▸ SELECTION:
----------------

# Do we see God when we observe Logic, Mathematics, Inference, and Moality?



## RobR (Sep 1, 2011)

This last couple of weeks I have been listening to Sye Tenbruggencate discuss and practice Prepositional Apologetics. Proof That God Exists: multimedia 

I am finding this issue very powerful and fascinating. As I have been mussing about this I have began to wonder: Do we see God we we observe Logic, Mathematics, Inference, and Morality? We tend to call these Laws because of their changeability. I am not making a claim here but rather asking a question. 

I am of course aware that only when observing Logic, Mathematics, Inference (the basis for Science) and Morality, can it properly be done through the truth reveled (the lens) of Gods Word. . We have corrupt eyesight because of our wicked hearts and must wear proper glasses to correct for this distortion we bring to observation. Most men will refuse to observe or have their world view conformed by Gods Holy Word, thus so many different world views. 

I am wondering, what has not been corrupted in our world because of the fall? (the whole earth groans, (matter)) I can only think of these four things. 

So, seeing/observing that these are absolute, infinite, and immaterial, and they superceed men (we can only discover them, we have nothing to do with creating them), what else can they be but the very character of God?

----------------

▸ DIRECTIONS FOR THIS TASK: Please transcribe everything from "I am finding" down to "asking a question." in the forum post above, keeping every word and spelling unchanged.

----------------

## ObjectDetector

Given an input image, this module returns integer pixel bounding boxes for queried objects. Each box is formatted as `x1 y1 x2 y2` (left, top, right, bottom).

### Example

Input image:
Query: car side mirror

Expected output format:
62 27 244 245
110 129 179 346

----------------

▸ ANSWER TO THIS EXERCISE:
I am finding this issue very powerful and fascinating. As I have been mussing about this I have began to wonder: Do we see God we we observe Logic, Mathematics, Inference, and Morality? We tend to call these Laws because of their changeability. I am not making a claim here but rather asking a question.